ROWS:
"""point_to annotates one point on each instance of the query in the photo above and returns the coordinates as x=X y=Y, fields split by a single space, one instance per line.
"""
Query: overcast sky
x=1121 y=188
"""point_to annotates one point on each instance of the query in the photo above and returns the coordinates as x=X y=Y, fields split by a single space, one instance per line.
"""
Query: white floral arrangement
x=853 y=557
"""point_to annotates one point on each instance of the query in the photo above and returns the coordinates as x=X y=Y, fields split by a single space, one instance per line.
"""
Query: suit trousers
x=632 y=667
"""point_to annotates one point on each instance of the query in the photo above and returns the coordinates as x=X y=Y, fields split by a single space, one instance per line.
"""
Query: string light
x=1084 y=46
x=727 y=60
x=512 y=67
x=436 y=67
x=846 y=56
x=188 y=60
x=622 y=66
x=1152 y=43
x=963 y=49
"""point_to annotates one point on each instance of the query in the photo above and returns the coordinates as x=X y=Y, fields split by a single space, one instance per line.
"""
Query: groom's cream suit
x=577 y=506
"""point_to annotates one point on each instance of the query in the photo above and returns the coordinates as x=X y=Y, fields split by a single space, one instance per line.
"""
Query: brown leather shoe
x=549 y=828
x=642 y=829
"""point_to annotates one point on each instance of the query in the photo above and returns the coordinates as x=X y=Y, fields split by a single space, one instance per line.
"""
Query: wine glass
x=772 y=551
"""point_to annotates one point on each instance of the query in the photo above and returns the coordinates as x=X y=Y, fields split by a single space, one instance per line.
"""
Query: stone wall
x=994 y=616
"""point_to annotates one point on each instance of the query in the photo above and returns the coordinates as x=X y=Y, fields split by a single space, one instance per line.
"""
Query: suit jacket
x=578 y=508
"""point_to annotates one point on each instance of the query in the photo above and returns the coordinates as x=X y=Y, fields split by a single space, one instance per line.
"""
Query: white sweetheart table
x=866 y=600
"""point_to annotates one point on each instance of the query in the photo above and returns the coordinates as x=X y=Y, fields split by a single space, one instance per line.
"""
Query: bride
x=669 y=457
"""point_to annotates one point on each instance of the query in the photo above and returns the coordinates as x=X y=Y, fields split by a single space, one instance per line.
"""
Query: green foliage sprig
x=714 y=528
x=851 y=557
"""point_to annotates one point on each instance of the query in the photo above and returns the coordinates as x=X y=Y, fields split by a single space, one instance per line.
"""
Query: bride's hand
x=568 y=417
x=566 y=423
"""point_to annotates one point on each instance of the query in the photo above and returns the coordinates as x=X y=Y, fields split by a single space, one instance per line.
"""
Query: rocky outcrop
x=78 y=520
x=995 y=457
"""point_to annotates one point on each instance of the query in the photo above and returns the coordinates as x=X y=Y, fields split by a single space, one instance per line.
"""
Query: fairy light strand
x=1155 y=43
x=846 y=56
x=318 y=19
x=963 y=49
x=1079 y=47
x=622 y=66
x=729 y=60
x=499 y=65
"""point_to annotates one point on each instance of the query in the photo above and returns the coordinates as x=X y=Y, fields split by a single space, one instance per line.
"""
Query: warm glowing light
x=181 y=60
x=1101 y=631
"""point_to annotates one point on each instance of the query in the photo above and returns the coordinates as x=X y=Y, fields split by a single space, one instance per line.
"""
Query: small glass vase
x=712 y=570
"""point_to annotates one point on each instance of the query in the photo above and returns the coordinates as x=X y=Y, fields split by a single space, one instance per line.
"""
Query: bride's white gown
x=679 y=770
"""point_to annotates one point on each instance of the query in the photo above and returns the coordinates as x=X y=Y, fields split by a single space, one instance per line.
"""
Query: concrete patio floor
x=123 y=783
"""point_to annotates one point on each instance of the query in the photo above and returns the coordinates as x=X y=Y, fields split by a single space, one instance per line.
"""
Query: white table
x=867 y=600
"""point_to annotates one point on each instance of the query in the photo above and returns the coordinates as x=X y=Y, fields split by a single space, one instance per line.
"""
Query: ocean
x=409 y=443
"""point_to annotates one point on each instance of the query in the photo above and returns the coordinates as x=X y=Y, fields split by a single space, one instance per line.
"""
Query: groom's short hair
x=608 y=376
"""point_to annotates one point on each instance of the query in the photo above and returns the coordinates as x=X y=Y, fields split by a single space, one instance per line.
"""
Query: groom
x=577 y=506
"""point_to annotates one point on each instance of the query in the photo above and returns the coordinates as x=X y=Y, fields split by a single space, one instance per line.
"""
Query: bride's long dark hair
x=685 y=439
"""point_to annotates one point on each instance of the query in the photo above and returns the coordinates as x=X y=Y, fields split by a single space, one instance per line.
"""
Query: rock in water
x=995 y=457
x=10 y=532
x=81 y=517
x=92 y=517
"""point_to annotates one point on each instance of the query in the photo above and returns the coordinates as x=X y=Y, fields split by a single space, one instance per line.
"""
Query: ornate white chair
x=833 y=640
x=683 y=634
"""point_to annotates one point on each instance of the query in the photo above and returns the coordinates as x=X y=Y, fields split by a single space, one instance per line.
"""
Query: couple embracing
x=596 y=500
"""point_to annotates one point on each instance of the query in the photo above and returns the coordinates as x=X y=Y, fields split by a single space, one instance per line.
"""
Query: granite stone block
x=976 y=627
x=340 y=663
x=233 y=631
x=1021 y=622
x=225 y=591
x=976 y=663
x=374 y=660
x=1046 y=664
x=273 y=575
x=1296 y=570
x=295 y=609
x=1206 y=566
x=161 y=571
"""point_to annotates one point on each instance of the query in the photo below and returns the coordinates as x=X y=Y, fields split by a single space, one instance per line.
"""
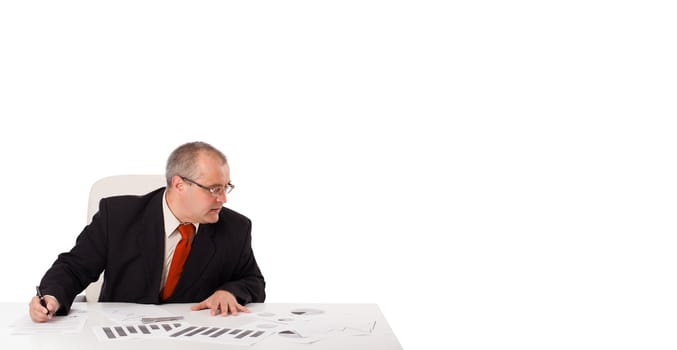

WHAT NEEDS TO BE DONE: Turn the part of the data that runs from its first line through the line containing "x=853 y=557" (inclusive) into a JSON list of strings, one string per line, with blank lines left out.

SOLUTION FOR THIS EXERCISE:
[
  "\"\"\"point_to annotates one point on each instance of the query in the photo above and returns the coordinates as x=X y=Y, fields split by a single space, one instance per line.",
  "\"\"\"",
  "Query: overcast sky",
  "x=1121 y=188",
  "\"\"\"point_to annotates one point on each instance of the query in the photo above and returns the coordinates as x=X y=Y, fields split by a single space, one instance per line.",
  "\"\"\"",
  "Query: white floral arrangement",
  "x=853 y=557"
]